(Entries from a dataset)
──────

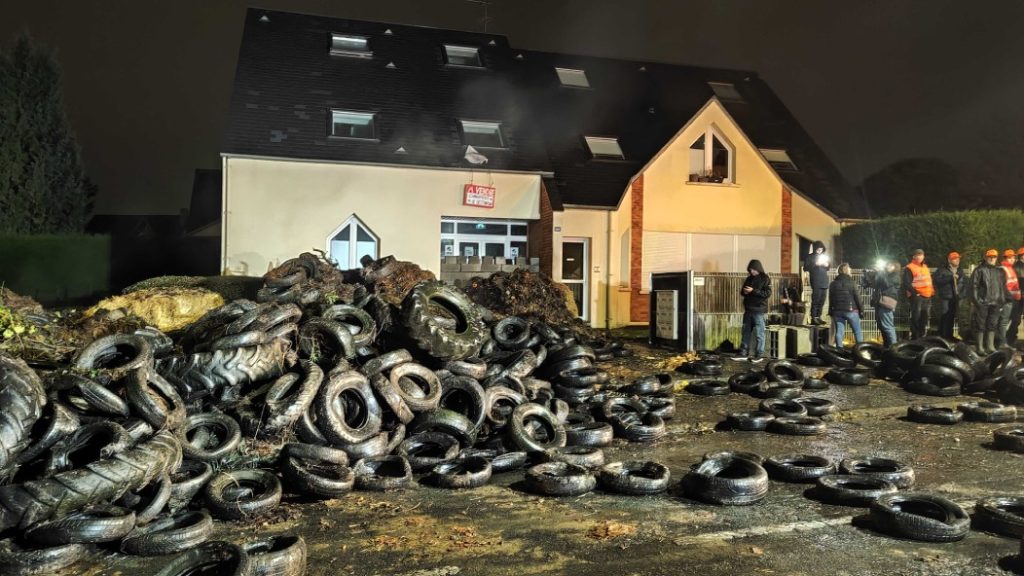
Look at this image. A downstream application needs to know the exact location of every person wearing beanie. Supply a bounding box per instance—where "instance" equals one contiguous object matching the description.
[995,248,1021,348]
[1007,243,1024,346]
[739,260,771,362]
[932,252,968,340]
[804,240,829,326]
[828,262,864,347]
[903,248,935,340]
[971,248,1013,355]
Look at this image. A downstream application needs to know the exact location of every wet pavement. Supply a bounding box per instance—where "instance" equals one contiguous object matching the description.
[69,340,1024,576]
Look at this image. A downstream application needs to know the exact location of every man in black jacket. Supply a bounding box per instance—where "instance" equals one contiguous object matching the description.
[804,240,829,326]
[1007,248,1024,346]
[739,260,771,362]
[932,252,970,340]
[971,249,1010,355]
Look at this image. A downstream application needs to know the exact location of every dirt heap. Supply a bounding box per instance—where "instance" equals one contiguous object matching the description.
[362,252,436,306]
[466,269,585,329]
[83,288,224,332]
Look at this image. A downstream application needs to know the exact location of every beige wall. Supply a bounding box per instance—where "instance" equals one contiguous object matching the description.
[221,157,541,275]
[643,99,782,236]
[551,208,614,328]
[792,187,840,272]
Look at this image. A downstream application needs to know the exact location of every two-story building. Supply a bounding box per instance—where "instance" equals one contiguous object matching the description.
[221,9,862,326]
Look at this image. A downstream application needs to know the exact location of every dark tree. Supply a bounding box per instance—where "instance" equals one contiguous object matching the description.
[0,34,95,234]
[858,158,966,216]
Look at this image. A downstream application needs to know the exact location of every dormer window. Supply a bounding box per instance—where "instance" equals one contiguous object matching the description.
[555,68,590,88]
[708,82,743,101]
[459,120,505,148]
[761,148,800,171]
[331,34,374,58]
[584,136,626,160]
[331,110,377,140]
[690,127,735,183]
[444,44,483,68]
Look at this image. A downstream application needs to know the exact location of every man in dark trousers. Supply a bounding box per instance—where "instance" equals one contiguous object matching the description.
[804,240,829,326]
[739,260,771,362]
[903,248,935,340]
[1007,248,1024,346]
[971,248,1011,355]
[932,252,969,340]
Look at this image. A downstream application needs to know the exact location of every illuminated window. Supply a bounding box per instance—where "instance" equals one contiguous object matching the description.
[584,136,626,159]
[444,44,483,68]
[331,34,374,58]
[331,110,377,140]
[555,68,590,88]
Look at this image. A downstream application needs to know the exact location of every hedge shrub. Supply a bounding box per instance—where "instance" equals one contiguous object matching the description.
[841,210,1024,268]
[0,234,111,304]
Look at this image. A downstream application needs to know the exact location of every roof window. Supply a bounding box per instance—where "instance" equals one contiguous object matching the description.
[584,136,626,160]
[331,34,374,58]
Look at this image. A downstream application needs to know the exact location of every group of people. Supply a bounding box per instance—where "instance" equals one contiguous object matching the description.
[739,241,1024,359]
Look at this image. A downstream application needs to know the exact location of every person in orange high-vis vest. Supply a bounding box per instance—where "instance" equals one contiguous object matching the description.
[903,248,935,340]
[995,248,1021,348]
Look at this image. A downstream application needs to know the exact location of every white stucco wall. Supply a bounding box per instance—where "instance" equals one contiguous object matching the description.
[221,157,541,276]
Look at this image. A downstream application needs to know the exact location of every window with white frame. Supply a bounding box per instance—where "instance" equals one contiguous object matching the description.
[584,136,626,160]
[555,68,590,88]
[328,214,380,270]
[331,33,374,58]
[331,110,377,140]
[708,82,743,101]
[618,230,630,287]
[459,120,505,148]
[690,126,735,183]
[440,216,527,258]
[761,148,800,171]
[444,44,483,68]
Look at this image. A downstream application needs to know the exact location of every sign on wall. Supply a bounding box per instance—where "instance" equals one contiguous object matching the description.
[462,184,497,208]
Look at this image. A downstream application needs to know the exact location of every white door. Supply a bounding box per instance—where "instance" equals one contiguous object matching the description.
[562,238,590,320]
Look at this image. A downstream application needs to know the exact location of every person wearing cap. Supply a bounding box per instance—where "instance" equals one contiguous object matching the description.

──────

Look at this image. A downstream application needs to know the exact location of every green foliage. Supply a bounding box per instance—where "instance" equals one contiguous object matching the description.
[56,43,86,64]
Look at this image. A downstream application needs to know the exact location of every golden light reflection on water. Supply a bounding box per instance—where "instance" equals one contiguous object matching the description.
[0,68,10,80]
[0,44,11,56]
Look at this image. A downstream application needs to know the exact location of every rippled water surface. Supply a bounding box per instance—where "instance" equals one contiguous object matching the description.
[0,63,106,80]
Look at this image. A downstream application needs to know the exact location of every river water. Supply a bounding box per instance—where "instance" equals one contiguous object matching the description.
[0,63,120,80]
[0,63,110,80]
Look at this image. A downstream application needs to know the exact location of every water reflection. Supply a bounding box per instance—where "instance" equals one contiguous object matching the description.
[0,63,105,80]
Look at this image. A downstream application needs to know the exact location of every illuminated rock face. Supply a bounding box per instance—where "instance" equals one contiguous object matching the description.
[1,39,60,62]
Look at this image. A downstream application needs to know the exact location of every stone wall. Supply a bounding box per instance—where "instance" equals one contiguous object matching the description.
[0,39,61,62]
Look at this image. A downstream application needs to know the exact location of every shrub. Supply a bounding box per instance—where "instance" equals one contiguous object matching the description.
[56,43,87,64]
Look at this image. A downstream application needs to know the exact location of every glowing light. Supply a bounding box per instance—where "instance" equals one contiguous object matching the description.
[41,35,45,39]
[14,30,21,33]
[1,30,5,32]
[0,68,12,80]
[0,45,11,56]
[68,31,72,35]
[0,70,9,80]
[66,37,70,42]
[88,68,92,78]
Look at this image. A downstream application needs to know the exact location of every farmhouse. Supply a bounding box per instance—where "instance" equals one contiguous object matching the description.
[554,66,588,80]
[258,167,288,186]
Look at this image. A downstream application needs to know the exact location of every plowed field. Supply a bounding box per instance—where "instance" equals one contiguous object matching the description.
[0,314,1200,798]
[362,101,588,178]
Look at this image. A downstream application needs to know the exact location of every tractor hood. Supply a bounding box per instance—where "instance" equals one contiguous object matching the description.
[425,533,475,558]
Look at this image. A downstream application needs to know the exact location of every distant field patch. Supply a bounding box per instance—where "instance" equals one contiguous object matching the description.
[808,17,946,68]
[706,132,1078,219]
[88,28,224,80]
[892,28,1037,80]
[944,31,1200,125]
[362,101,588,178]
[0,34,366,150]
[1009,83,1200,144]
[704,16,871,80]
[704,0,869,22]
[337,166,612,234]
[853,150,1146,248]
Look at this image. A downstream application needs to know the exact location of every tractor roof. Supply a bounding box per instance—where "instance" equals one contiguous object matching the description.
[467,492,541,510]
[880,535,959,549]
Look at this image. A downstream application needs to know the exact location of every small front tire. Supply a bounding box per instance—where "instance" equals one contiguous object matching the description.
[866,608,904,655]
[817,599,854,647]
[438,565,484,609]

──────

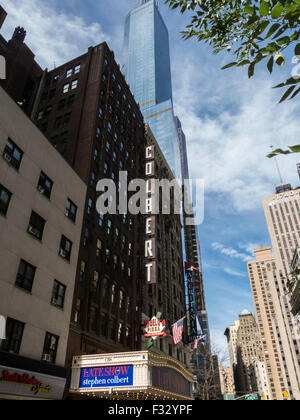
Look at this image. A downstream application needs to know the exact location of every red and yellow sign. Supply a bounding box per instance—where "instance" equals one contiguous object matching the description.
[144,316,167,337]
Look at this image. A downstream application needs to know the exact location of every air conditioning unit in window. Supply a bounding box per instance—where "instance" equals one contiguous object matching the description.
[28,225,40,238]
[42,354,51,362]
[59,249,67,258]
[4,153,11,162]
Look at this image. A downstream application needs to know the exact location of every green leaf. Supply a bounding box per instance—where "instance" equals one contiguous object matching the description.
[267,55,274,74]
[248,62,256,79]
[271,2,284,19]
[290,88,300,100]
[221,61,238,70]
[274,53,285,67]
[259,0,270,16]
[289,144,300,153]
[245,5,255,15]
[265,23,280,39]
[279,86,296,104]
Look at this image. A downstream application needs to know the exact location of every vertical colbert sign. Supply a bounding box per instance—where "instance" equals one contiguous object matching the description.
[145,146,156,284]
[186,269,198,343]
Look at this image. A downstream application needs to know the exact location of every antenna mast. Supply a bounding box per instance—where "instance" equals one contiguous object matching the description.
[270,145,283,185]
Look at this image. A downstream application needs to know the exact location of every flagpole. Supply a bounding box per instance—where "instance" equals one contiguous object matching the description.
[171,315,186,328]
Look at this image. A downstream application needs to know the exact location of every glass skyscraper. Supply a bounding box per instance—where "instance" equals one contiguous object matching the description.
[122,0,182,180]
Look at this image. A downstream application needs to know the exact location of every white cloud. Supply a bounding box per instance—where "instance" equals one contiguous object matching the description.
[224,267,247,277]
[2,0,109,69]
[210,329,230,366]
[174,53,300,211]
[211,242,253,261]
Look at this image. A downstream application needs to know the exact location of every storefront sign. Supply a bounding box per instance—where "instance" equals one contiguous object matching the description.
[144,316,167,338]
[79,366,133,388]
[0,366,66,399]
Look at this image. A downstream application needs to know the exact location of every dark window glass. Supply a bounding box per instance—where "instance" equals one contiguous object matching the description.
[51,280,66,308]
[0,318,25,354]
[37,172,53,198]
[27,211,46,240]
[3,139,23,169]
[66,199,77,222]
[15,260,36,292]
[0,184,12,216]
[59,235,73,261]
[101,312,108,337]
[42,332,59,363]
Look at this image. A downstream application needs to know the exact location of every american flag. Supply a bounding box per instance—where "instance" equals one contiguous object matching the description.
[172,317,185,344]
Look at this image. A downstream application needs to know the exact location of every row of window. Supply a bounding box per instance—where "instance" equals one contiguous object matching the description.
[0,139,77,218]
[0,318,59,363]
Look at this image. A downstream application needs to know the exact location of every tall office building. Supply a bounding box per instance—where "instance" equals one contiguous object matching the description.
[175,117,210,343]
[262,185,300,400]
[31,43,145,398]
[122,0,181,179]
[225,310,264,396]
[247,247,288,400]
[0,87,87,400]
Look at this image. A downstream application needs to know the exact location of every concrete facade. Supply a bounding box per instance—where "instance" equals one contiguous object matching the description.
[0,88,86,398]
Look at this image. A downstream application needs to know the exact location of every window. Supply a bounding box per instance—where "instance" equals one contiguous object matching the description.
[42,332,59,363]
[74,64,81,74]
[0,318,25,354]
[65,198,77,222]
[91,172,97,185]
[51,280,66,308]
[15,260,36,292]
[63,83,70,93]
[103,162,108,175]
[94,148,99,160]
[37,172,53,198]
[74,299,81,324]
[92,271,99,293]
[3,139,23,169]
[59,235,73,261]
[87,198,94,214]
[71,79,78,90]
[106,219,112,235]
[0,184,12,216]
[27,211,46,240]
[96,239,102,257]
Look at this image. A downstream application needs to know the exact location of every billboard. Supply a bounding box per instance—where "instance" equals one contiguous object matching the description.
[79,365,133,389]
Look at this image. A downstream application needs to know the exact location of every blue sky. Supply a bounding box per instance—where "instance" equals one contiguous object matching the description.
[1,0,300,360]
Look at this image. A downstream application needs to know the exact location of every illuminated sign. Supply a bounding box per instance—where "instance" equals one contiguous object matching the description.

──────

WRITTEN EXERCISE
Please replace "beanie" with "knit cap" in the items from the line with "person wearing beanie." to the line with "[971,248,1013,355]", and return only those lines with everything else unchanged.

SOLUTION TO THIS EXERCISE
Look at this image. A downstream application needs to know the exact location of every person wearing knit cap. Supply a bounding box per instance—where "instance" equals one contiguous object matching the description.
[995,248,1021,348]
[1007,243,1024,346]
[739,260,771,362]
[932,252,968,340]
[804,240,829,326]
[828,262,864,347]
[903,248,935,340]
[971,248,1013,355]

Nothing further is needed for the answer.